_WHAT THIS TASK INVOLVES_
Reproduce the lines below word for word, beginning with the line that contains "fallen plant stem." and continuing through the final line of the items.

RAW DATA start

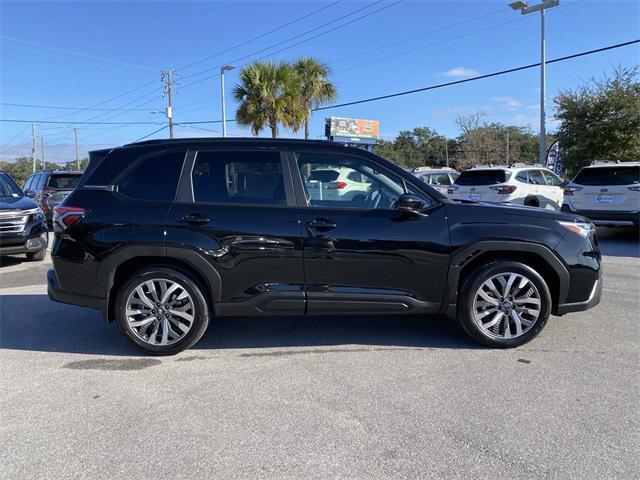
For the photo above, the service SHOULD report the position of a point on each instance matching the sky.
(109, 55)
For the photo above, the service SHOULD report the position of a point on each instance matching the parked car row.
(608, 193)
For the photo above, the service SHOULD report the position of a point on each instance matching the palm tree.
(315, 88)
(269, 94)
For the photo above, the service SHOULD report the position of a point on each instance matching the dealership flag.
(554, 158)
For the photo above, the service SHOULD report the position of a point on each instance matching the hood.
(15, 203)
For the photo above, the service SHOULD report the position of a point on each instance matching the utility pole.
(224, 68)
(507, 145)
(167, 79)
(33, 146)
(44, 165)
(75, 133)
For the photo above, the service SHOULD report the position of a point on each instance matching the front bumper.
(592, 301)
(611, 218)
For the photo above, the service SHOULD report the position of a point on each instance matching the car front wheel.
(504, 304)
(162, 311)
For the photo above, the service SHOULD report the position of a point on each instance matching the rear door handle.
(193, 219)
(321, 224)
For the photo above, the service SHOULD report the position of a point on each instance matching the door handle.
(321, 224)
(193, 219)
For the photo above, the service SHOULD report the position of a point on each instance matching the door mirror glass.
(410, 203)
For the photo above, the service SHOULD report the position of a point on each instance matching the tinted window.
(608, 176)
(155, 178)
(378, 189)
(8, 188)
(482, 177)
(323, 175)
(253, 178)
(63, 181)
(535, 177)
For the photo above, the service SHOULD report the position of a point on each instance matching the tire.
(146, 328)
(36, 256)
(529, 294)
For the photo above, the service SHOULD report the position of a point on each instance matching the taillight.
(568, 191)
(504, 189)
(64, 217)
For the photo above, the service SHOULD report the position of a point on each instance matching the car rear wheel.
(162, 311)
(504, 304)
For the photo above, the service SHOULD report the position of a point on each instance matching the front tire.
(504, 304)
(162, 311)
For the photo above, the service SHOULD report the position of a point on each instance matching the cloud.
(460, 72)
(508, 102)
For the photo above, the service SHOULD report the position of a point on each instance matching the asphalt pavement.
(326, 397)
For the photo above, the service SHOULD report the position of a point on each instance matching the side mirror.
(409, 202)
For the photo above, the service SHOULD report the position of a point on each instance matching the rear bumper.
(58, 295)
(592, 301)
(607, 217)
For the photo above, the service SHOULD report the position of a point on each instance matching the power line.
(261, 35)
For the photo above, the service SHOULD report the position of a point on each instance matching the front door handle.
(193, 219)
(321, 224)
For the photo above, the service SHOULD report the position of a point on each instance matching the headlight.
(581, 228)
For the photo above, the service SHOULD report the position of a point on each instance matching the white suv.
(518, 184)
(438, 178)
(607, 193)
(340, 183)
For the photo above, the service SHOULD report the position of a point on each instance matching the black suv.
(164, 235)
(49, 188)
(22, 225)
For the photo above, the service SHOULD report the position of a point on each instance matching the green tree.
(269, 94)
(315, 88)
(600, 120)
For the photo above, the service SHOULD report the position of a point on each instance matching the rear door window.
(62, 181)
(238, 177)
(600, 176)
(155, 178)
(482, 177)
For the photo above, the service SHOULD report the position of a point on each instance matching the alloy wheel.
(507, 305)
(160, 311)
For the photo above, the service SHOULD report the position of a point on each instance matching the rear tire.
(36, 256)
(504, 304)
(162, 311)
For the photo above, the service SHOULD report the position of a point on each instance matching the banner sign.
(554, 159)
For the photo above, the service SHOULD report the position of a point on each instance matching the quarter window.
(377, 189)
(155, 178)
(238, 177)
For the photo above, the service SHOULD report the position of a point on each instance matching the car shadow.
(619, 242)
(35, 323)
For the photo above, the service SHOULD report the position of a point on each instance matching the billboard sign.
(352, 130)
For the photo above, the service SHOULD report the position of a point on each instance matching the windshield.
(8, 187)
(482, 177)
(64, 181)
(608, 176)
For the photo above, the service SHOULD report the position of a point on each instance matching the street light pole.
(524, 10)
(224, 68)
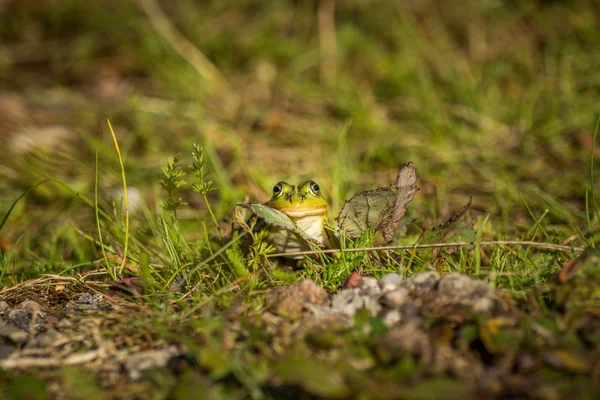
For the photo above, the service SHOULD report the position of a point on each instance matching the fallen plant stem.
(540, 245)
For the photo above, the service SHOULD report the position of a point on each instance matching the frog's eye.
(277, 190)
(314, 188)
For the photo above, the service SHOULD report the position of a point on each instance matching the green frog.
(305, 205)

RAW DATA end

_FULL OUTPUT_
For the photo above, the service SHOULD report the position of a point on each instance matching the fallen plant stem.
(540, 245)
For the photo above, the service SHOULD report the position of a point on each instance matching the frog's eye.
(277, 190)
(314, 188)
For the photo above, the service SHOULD report the position of a point on each instance matching the green frog.
(305, 205)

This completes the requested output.